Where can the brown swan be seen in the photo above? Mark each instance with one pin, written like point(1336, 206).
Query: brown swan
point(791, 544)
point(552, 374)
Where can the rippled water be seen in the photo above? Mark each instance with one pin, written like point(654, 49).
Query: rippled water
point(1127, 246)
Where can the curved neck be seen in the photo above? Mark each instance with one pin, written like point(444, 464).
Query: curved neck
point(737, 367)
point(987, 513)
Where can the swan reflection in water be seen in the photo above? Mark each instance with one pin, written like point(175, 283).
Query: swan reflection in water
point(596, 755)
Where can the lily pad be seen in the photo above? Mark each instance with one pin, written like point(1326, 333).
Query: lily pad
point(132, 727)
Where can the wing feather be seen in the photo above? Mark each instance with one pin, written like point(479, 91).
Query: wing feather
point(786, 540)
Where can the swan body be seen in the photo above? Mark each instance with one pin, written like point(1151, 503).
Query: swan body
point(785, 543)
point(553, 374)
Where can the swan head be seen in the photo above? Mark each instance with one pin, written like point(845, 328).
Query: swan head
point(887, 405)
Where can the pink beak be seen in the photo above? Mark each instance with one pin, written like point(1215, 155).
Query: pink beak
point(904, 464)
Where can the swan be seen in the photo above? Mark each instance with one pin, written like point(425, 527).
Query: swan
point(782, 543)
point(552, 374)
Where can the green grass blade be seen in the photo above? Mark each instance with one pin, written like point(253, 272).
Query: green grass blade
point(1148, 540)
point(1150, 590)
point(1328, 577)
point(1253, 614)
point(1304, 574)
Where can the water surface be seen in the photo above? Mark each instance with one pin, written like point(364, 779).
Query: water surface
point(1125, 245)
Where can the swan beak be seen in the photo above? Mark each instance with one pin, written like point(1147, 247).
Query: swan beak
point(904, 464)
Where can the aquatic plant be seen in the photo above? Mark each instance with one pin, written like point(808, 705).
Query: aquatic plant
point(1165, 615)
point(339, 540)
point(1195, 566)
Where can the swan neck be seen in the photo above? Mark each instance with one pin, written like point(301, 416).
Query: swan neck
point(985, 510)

---

**WHAT THE EXERCISE ASKS**
Please reproduce all of the lines above word for word.

**SOLUTION TO THIS EXERCISE**
Where can the brown swan be seen in the photo above? Mark each instance with one pin, written like point(1336, 206).
Query: brown swan
point(791, 544)
point(552, 374)
Where can the rippled water be seen in the photo above? Mark each instance with one pin, written like point(654, 49).
Query: rippled water
point(1127, 246)
Where can the curved neck be seen in the photo above? Mark each instance with one pin, written like point(444, 464).
Query: curved neck
point(737, 367)
point(987, 513)
Where can the swan reflection in water be seen in the photo above? Mark each instance with one pin, written like point(175, 283).
Query: swan reflection in water
point(596, 755)
Where can the lily pad be seen in the photo above? Mark each instance with one pin, written like point(1326, 333).
Query: lily pad
point(132, 727)
Where can the wing feather be seen in the photo above? Mark each instance with one pin, written like point(479, 91).
Query: wing feather
point(786, 540)
Where can the swan body be seen in the photo above? Mark each instance with one pin, written like point(1151, 503).
Query: swan body
point(785, 543)
point(553, 374)
Where can the swan head be seen in the photo above? Mark each instance with one pin, written like point(845, 328).
Query: swan head
point(887, 405)
Where can the pink beak be seen in the photo above? Mark each instance with one pin, written like point(1215, 155).
Query: pink beak
point(904, 464)
Where can the swan be seen in the photo above? Mark each instance with one pin, written like point(425, 527).
Query: swan
point(782, 543)
point(552, 374)
Where can the green grass blade be seen in the photo above? Mark each instance with one pin, written like point(253, 272).
Query: green grass blade
point(1148, 540)
point(1150, 590)
point(1328, 577)
point(1253, 614)
point(1304, 574)
Where can the water surface be seen in the photo above? Mark each instance with one pin, written like point(364, 779).
Query: water surface
point(1125, 245)
Where can the swan beak be seen in the photo above? Mark each instance with one pin, written like point(1147, 247).
Query: swan beak
point(904, 464)
Where can the aquatic plant be seen in the photo above? Mark each instance with one pin, written like point(808, 705).
Query: aquatic plant
point(1165, 615)
point(339, 540)
point(1195, 566)
Where can the swan neck be seen in the photo above? Mark each instance with one pin, written like point(301, 416).
Query: swan neck
point(985, 510)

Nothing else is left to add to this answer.